### DATA FOR REVIEW

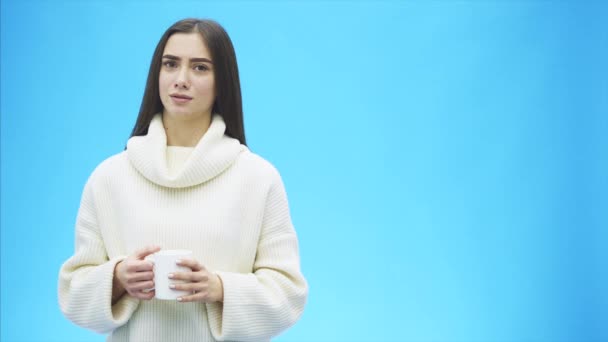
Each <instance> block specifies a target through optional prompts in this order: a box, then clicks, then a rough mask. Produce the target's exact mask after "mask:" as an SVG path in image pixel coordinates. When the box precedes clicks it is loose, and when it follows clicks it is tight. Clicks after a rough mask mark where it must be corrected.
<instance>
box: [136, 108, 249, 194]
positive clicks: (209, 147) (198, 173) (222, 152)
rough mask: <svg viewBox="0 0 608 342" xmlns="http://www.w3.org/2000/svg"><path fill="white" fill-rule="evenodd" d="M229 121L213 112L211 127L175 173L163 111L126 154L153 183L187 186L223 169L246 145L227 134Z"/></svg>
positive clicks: (216, 172) (232, 160) (176, 185)
mask: <svg viewBox="0 0 608 342" xmlns="http://www.w3.org/2000/svg"><path fill="white" fill-rule="evenodd" d="M225 131H226V124H225V123H224V120H223V118H222V117H221V116H220V115H218V114H214V115H213V118H212V120H211V125H210V126H209V129H208V130H207V132H205V134H204V135H203V137H202V138H201V140H199V142H198V144H197V145H196V147H194V150H193V151H192V154H191V155H190V158H189V159H188V160H187V161H186V163H185V164H184V166H183V168H182V170H181V171H179V172H178V173H177V174H176V175H175V176H174V177H170V176H169V171H168V169H167V153H166V151H167V135H166V133H165V127H164V126H163V121H162V117H161V114H156V115H155V116H154V118H153V119H152V121H151V122H150V127H149V128H148V134H147V135H144V136H135V137H132V138H130V139H129V141H128V142H127V155H128V158H129V160H130V161H131V164H132V165H133V167H135V169H137V171H139V172H140V173H141V174H142V175H143V176H144V177H146V178H147V179H148V180H150V181H151V182H153V183H156V184H158V185H161V186H164V187H168V188H185V187H190V186H194V185H198V184H201V183H204V182H206V181H208V180H210V179H212V178H214V177H215V176H217V175H219V174H220V173H222V172H223V171H224V170H226V169H227V168H228V167H230V165H232V164H233V163H234V161H235V160H236V158H237V157H238V155H239V154H240V153H241V151H244V150H245V149H246V147H245V146H243V145H241V144H240V142H239V141H238V140H237V139H234V138H231V137H228V136H226V135H224V132H225Z"/></svg>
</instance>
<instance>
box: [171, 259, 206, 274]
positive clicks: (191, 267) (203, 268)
mask: <svg viewBox="0 0 608 342" xmlns="http://www.w3.org/2000/svg"><path fill="white" fill-rule="evenodd" d="M176 264H178V265H180V266H186V267H189V268H190V269H191V270H192V271H193V272H198V271H201V270H204V269H205V267H204V266H203V265H201V264H200V263H199V262H198V261H196V260H194V259H180V260H177V261H176Z"/></svg>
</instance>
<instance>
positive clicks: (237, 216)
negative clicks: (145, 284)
mask: <svg viewBox="0 0 608 342" xmlns="http://www.w3.org/2000/svg"><path fill="white" fill-rule="evenodd" d="M224 131H225V124H224V122H223V120H222V119H221V117H220V116H217V115H216V116H214V117H213V120H212V123H211V126H210V127H209V130H208V131H207V133H205V135H204V136H203V138H202V139H201V140H200V142H199V143H198V145H197V146H196V147H195V148H194V149H193V150H192V152H191V154H190V157H189V158H187V160H185V161H184V160H179V158H180V157H179V156H178V157H176V158H177V159H176V160H174V161H173V162H174V163H177V164H176V165H178V166H179V165H181V164H183V165H182V167H181V168H180V170H177V171H174V170H173V168H174V167H176V166H175V165H173V164H172V161H171V158H173V157H172V156H171V153H169V157H168V156H167V147H166V136H165V132H164V129H163V126H162V120H161V118H160V116H156V117H155V118H154V120H153V121H152V123H151V124H150V128H149V131H148V135H147V136H144V137H134V138H131V139H130V140H129V143H128V145H127V147H128V148H127V151H125V152H122V153H120V154H118V155H115V156H113V157H111V158H109V159H107V160H106V161H104V162H103V163H102V164H101V165H100V166H99V167H97V169H96V170H95V171H94V172H93V174H92V175H91V177H90V178H89V180H88V182H87V184H86V185H85V188H84V191H83V195H82V200H81V205H80V209H79V211H78V217H77V220H76V241H75V253H74V255H73V256H72V257H71V258H69V259H68V260H67V261H66V262H65V263H64V265H63V266H62V268H61V270H60V274H59V304H60V307H61V310H62V311H63V313H64V314H65V315H66V317H68V318H69V319H70V320H72V321H73V322H74V323H76V324H78V325H80V326H82V327H85V328H88V329H91V330H94V331H97V332H103V333H111V334H110V336H109V337H108V340H109V341H164V342H166V341H216V340H220V341H265V340H269V339H270V338H271V337H273V336H276V335H277V334H279V333H280V332H282V331H283V330H285V329H287V328H288V327H289V326H291V325H293V324H294V323H295V322H296V321H297V319H298V318H299V317H300V315H301V314H302V311H303V309H304V304H305V301H306V297H307V293H308V288H307V284H306V281H305V279H304V277H303V276H302V274H301V272H300V262H299V254H298V242H297V237H296V234H295V231H294V228H293V226H292V224H291V219H290V215H289V208H288V203H287V197H286V194H285V190H284V186H283V183H282V181H281V177H280V175H279V173H278V172H277V171H276V169H275V168H274V167H273V166H272V165H271V164H270V163H268V162H267V161H265V160H264V159H262V158H260V157H259V156H257V155H255V154H253V153H251V152H250V151H249V150H248V149H247V148H246V147H245V146H242V145H240V144H239V143H238V141H237V140H235V139H232V138H229V137H227V136H225V135H224ZM167 158H169V167H168V163H167V162H168V160H167ZM172 165H173V167H171V166H172ZM170 171H172V172H170ZM153 244H154V245H160V246H161V247H162V248H163V249H190V250H192V251H193V252H194V257H195V258H196V259H197V260H198V261H199V262H201V263H202V264H203V265H205V267H207V269H209V270H210V271H213V272H216V273H217V274H218V275H219V276H220V278H221V279H222V282H223V286H224V302H223V304H222V303H213V304H204V303H179V302H176V301H164V300H156V299H153V300H150V301H140V300H137V299H134V298H133V297H130V296H129V295H124V296H123V297H122V298H121V299H120V300H119V301H118V302H117V303H116V304H114V305H111V296H112V280H113V271H114V267H115V265H116V263H117V262H119V261H120V260H122V259H124V258H125V257H126V256H127V255H129V254H131V253H133V252H134V251H135V250H136V249H139V248H141V247H143V246H146V245H153Z"/></svg>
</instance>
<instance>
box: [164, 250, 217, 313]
mask: <svg viewBox="0 0 608 342" xmlns="http://www.w3.org/2000/svg"><path fill="white" fill-rule="evenodd" d="M177 264H178V265H179V266H186V267H189V268H190V269H191V270H192V272H175V273H172V274H170V275H169V278H170V279H172V280H183V281H185V283H180V284H171V286H170V287H171V288H172V289H174V290H180V291H188V292H192V294H191V295H188V296H182V297H180V298H178V299H177V300H178V301H180V302H183V303H186V302H205V303H214V302H223V301H224V287H223V285H222V280H221V279H220V277H219V276H218V275H217V274H215V273H213V272H209V271H208V270H207V269H206V268H205V266H203V265H201V264H200V263H199V262H198V261H196V260H193V259H183V260H180V261H178V262H177Z"/></svg>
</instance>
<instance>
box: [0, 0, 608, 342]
mask: <svg viewBox="0 0 608 342" xmlns="http://www.w3.org/2000/svg"><path fill="white" fill-rule="evenodd" d="M191 16H195V17H208V18H214V19H216V20H218V21H219V22H220V23H221V24H222V25H224V26H225V27H226V29H227V31H228V32H229V34H230V35H231V37H232V39H233V42H234V45H235V47H236V51H237V57H238V61H239V67H240V71H241V81H242V87H243V100H244V110H245V121H246V131H247V138H248V142H249V144H250V147H251V148H252V149H253V150H254V151H255V152H257V153H259V154H261V155H262V156H264V157H265V158H267V159H268V160H270V161H271V162H272V163H274V164H275V165H276V166H277V167H278V169H279V170H280V171H281V174H282V176H283V178H284V181H285V184H286V187H287V191H288V195H289V200H290V206H291V209H292V216H293V221H294V224H295V226H296V229H297V230H298V234H299V237H300V243H301V257H302V267H303V270H304V272H305V275H306V276H307V278H308V280H309V282H310V299H309V302H308V306H307V308H306V311H305V313H304V315H303V317H302V319H301V320H300V321H299V322H298V323H297V324H296V325H295V326H294V327H293V328H292V329H291V330H289V331H288V332H286V333H284V334H283V335H281V336H280V337H279V338H277V341H522V342H523V341H526V342H528V341H608V154H607V153H608V139H607V135H608V134H607V132H608V20H606V18H607V17H608V3H606V2H602V1H595V2H594V1H513V2H510V1H457V2H450V1H432V2H424V1H414V2H392V1H383V2H379V3H375V2H372V1H353V2H349V1H334V2H328V3H325V2H320V1H315V2H311V3H304V2H287V3H282V2H279V1H255V2H254V1H252V2H249V1H228V2H219V1H218V2H211V3H207V2H196V1H192V2H170V1H162V2H161V1H159V2H152V1H122V2H118V1H117V2H110V1H91V2H84V1H83V2H82V3H81V2H77V1H17V0H8V1H7V0H3V1H2V4H1V44H2V45H1V59H0V60H1V80H2V84H1V107H0V108H1V110H0V112H1V143H2V145H1V152H2V155H1V158H2V160H1V179H2V187H1V194H2V201H1V206H2V208H1V209H2V212H1V213H2V215H1V227H2V236H1V238H2V239H1V244H2V246H1V262H2V265H1V276H2V277H1V290H2V291H1V293H2V297H1V305H2V311H1V319H2V327H1V340H2V341H102V340H104V337H103V336H101V335H96V334H94V333H91V332H88V331H86V330H83V329H81V328H79V327H76V326H75V325H73V324H72V323H70V322H69V321H67V320H66V319H65V318H64V317H63V316H62V315H61V313H60V311H59V308H58V305H57V295H56V292H57V274H58V270H59V267H60V265H61V264H62V263H63V262H64V261H65V260H66V259H67V258H68V257H69V256H70V255H71V253H72V252H73V243H74V230H73V229H74V222H75V217H76V211H77V209H78V205H79V201H80V195H81V191H82V188H83V186H84V183H85V181H86V179H87V177H88V176H89V174H90V173H91V171H92V170H93V169H94V168H95V166H96V165H97V164H98V163H100V162H101V161H102V160H103V159H105V158H107V157H108V156H110V155H112V154H114V153H118V152H120V151H121V150H122V149H123V147H124V144H125V143H126V140H127V137H128V135H129V133H130V130H131V128H132V127H133V124H134V121H135V118H136V115H137V111H138V109H139V104H140V101H141V96H142V94H143V87H144V83H145V79H146V76H147V69H148V66H149V61H150V59H151V56H152V52H153V49H154V47H155V45H156V43H157V41H158V39H159V38H160V36H161V34H162V33H163V32H164V30H165V29H166V28H167V27H168V26H170V25H171V24H172V23H173V22H175V21H176V20H178V19H181V18H184V17H191Z"/></svg>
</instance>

### BRIEF
Working from the entries above, filter out every line that lacks "positive" and copy what remains.

### EXERCISE ANSWER
positive clicks: (209, 147) (198, 173) (222, 152)
positive clicks: (216, 172) (232, 160) (176, 185)
positive clicks: (191, 267) (203, 268)
positive clicks: (237, 216)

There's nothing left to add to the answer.